FRAGMENTO:
****

Mantenlo prendido ¡fuego!
No lo dejes apagar
¡Y grita fuego!”

Bomba Estereo, “Fuego”

Hace algunos años cuando vivía en Buenos Aires, en la casita de Tucumán y Salguero, volvía cantando del zapatero muy contenta. Porque, a mí, ir al zapatero me pone muy contenta.

La zapatería quedaba de mi casa doblando la esquina a dos cuadras, eran casi las tres de la tarde, un martes, y hacía calor. Era un día de verano precioso, llevaba puesto un solero negro que había cosido yo y sandalias. Entré en mi casa y me di vuelta para cerrar la puerta con llave, una costumbre que adquirí gracias a la tenacidad de mi vecina Maribel.

Maribel era una mujer irritante, que vivía en planta baja y se pasaba el día escuchando quién iba y quién volvía por el edificio. Podía calcular la cantidad de personas que subían la escalera a mi casa sólo con escuchar los pasos. También se daba cuenta si la persona que entraba había cerrado la puerta con llave o la había dejado cerrarse sola con su propia inercia en cuyo caso salía al palier a retarte.

****

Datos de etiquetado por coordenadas
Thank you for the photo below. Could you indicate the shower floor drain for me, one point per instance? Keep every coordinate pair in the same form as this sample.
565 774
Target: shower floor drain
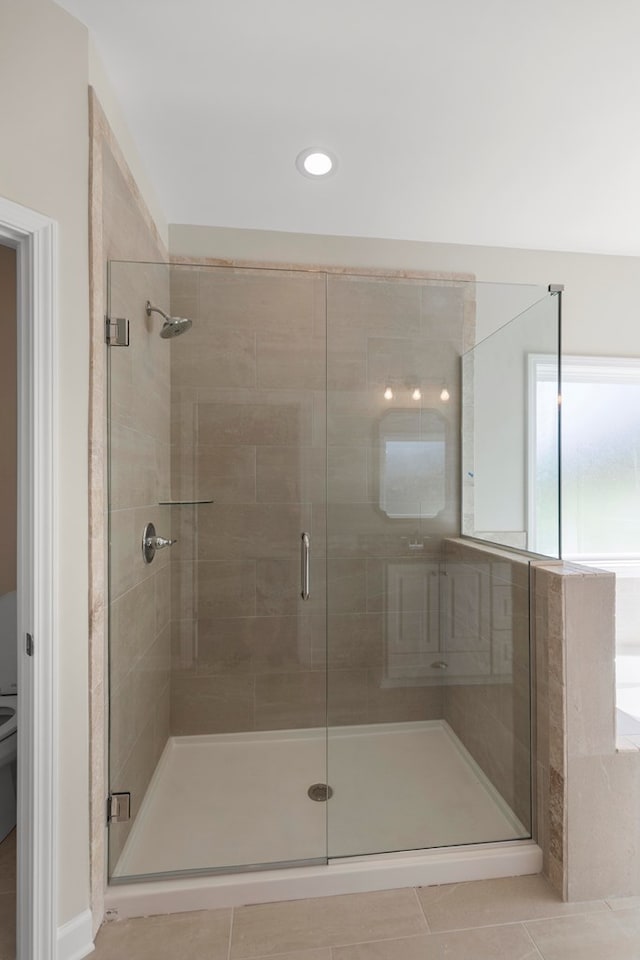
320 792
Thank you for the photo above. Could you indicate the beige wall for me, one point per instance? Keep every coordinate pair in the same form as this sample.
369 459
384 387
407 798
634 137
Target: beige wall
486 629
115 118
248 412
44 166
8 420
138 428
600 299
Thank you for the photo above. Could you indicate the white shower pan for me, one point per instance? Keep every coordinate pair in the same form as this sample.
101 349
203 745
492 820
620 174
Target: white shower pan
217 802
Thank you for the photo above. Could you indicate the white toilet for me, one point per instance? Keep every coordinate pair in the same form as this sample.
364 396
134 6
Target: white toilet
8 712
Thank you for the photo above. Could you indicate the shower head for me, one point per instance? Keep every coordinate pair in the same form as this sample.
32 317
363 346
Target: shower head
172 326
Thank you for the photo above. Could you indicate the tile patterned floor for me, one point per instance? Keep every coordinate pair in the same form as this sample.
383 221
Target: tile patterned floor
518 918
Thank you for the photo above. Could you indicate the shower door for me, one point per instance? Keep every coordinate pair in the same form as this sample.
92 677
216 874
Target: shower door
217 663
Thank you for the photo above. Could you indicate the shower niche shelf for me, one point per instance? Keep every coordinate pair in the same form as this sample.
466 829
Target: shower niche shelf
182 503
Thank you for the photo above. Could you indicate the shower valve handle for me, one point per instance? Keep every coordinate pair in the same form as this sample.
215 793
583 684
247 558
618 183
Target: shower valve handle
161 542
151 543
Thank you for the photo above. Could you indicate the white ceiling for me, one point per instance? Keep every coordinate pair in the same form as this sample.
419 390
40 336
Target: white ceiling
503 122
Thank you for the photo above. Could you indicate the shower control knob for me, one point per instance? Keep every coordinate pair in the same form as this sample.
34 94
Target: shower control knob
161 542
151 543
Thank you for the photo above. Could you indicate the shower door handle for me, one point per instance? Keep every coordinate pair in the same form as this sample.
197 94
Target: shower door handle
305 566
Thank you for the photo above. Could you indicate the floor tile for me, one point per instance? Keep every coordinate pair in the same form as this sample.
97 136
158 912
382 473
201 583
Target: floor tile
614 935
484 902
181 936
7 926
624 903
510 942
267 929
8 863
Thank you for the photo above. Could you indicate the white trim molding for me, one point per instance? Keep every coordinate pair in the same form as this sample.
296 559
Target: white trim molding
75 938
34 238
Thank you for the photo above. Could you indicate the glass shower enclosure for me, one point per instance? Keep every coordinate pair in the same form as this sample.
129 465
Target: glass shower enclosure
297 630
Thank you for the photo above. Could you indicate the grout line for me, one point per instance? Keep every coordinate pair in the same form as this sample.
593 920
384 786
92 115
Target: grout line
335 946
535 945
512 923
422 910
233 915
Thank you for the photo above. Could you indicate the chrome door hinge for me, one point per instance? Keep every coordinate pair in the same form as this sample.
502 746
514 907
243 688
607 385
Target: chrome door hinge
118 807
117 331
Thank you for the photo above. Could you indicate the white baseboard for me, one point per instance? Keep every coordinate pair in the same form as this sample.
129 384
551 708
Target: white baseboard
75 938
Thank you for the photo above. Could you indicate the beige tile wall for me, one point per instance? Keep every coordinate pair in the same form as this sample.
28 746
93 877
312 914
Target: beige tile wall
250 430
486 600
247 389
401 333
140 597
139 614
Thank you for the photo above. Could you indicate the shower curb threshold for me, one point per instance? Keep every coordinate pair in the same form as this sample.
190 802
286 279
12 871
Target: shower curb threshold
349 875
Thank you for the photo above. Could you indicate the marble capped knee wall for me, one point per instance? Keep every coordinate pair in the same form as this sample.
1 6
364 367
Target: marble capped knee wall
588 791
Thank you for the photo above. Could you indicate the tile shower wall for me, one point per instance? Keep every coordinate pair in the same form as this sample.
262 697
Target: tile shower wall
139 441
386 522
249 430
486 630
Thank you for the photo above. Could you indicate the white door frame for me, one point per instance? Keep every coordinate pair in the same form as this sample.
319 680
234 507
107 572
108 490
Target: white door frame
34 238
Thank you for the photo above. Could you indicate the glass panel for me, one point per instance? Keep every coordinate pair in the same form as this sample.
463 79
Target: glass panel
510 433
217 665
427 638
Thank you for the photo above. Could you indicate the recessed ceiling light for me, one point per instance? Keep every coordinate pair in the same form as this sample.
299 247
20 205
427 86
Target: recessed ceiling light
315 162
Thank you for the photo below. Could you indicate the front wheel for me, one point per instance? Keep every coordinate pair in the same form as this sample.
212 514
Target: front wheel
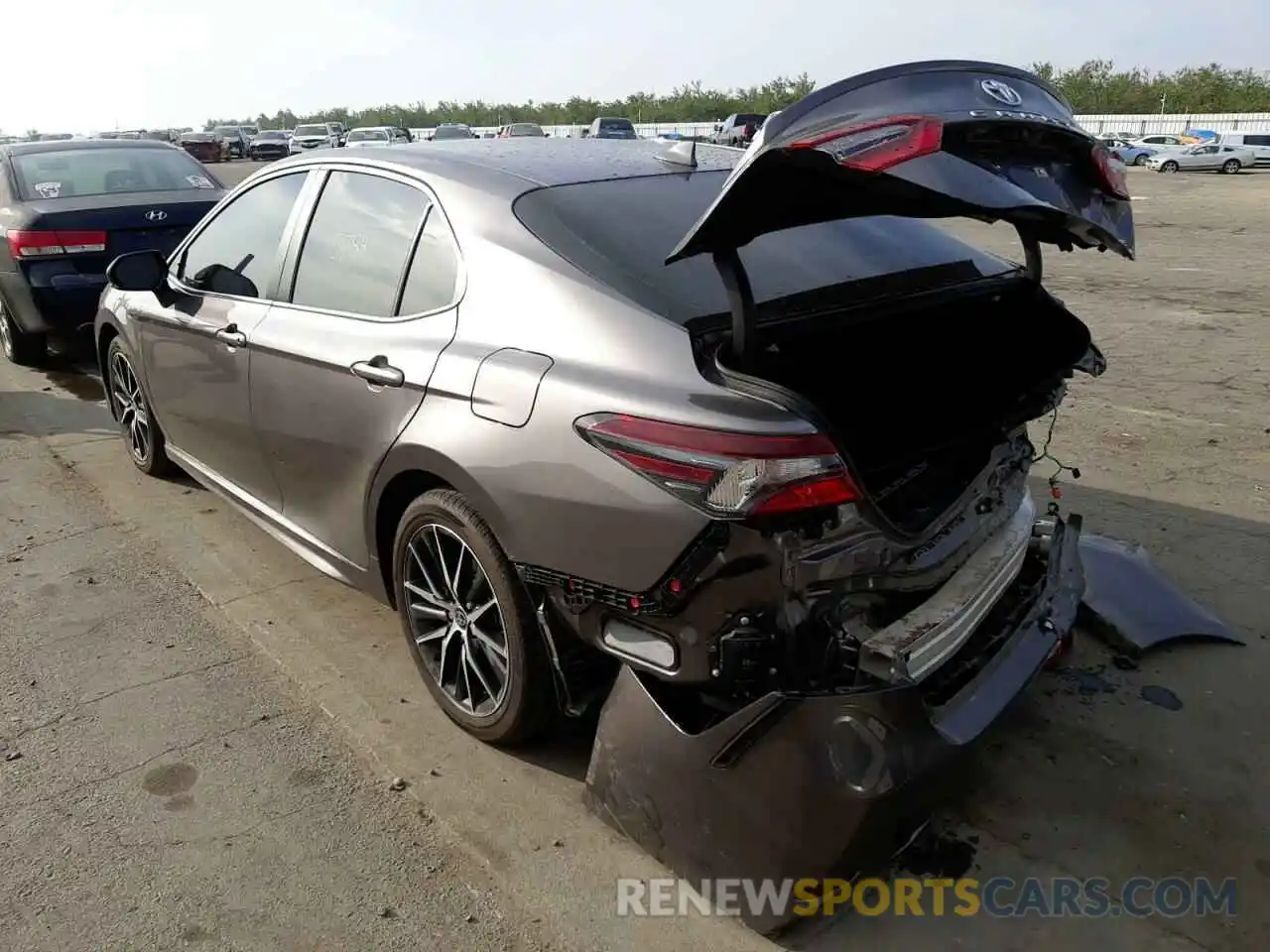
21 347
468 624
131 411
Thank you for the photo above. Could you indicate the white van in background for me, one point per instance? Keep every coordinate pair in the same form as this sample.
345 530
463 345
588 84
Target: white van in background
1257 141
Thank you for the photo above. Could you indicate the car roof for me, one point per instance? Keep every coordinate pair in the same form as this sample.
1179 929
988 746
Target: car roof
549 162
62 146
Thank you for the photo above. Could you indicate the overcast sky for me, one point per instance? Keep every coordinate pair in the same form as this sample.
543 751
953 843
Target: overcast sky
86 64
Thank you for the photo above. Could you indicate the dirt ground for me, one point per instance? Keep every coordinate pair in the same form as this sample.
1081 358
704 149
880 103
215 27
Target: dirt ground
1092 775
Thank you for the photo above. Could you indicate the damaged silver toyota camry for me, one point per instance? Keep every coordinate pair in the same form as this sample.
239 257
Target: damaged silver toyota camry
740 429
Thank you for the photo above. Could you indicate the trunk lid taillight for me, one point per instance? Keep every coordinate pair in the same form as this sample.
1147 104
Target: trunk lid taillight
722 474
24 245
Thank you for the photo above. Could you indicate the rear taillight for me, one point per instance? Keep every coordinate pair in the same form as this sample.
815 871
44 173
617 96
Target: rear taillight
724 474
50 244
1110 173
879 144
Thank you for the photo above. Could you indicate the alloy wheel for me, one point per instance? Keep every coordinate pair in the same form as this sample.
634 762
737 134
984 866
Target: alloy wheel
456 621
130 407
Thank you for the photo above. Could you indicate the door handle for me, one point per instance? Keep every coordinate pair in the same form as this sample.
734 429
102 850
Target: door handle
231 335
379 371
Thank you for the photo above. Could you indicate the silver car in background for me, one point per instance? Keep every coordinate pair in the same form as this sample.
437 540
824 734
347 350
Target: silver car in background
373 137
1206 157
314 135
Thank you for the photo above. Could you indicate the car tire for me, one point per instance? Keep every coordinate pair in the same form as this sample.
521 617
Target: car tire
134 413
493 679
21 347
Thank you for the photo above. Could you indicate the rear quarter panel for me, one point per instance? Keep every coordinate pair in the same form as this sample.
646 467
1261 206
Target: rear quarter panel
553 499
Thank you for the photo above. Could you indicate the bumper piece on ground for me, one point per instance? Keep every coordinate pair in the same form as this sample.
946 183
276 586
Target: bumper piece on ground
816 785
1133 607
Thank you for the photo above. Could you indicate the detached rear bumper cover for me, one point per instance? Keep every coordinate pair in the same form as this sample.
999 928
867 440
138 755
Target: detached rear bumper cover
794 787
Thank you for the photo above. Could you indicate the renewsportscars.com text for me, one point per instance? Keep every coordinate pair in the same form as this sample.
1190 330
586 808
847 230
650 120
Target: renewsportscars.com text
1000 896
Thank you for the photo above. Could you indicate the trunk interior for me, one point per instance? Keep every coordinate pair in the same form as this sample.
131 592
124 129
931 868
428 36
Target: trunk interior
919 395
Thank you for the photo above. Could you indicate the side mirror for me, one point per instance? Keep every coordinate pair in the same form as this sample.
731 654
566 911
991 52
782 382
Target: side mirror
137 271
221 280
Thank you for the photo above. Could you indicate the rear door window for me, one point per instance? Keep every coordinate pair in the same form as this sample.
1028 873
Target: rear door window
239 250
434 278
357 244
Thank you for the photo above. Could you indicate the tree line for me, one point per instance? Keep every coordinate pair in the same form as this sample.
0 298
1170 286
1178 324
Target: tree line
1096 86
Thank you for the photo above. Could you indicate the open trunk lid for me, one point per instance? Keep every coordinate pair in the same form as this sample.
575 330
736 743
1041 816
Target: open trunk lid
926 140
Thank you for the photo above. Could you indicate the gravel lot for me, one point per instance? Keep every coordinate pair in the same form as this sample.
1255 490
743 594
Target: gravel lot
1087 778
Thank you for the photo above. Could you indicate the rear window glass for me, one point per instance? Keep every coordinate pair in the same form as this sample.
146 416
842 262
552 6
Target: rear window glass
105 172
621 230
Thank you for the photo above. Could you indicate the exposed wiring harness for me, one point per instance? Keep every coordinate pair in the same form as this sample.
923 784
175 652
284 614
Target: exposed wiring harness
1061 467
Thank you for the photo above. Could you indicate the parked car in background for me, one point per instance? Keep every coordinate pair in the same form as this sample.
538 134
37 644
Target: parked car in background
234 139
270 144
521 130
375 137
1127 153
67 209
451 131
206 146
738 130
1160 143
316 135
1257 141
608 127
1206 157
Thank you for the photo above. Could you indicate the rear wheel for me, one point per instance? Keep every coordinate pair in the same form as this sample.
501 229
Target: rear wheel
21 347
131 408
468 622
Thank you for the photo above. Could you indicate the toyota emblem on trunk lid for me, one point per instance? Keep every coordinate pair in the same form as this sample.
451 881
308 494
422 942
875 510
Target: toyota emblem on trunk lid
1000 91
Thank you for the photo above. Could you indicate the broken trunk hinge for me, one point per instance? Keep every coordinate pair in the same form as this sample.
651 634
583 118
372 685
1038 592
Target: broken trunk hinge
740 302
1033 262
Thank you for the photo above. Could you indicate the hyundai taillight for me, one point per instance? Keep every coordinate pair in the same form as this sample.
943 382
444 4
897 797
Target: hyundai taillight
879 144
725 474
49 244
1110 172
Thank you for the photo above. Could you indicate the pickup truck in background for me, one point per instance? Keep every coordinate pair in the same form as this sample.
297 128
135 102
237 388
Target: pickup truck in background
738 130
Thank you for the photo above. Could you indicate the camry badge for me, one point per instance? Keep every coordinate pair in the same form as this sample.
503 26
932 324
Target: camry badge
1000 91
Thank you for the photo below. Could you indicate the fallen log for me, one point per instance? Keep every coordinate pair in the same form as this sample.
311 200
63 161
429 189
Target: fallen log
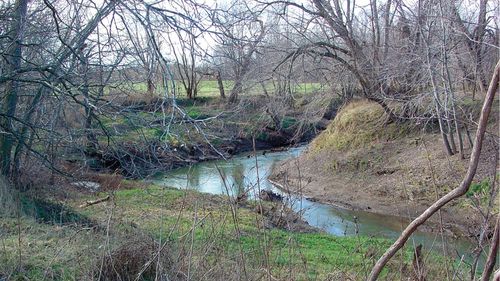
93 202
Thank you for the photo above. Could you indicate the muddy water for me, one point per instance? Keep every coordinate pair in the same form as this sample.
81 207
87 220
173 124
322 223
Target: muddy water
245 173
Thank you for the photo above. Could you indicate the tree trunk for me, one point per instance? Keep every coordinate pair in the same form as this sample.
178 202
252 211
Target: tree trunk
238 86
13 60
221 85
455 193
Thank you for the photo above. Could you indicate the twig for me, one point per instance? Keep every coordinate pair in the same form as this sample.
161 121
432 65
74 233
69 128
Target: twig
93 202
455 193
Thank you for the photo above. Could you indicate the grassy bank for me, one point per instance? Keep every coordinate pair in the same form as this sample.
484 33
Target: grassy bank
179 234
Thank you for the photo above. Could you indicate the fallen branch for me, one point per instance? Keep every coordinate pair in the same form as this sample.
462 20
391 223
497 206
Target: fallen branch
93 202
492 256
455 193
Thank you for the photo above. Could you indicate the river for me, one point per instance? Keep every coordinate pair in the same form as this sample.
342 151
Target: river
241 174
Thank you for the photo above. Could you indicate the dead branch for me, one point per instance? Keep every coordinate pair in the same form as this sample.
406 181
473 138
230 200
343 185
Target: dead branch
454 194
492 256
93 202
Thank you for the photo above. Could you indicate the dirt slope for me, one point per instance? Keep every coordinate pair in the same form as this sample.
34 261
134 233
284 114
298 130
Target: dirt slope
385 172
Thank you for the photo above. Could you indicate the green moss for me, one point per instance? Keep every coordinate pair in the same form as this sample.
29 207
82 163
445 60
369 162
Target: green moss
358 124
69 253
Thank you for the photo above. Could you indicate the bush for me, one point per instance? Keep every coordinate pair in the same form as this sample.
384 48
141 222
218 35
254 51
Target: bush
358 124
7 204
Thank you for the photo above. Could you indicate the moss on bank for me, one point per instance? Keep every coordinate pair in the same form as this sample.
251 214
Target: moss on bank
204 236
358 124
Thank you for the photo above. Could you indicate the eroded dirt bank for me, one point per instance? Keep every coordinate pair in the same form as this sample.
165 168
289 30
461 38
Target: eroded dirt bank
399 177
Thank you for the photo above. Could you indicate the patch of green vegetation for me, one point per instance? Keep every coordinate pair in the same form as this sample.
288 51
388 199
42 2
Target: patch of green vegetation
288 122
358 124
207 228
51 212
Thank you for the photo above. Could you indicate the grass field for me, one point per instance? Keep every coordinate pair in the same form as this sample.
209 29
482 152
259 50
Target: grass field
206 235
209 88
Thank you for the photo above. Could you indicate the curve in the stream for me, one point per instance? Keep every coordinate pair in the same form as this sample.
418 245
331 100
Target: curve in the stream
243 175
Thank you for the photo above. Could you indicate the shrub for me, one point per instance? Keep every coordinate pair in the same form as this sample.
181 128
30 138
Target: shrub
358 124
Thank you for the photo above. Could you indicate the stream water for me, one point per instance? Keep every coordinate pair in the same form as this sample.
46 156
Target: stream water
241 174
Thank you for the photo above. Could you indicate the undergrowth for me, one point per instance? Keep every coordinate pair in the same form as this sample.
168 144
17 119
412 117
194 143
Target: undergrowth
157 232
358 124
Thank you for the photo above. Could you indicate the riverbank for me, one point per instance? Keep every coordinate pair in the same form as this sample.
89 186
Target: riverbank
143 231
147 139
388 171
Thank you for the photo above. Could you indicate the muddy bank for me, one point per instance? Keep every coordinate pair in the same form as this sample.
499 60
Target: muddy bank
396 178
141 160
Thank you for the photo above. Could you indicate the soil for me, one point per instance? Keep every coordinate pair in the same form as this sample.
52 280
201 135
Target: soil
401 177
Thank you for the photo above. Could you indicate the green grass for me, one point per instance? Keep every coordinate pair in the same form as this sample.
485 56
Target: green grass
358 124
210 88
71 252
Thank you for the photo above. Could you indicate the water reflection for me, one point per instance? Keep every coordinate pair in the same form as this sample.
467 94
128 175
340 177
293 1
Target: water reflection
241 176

****

Según el fragmento, ¿qué día de la semana era cuando quien narra volvía del zapatero? No hace falta consultar las líneas.

Era un martes.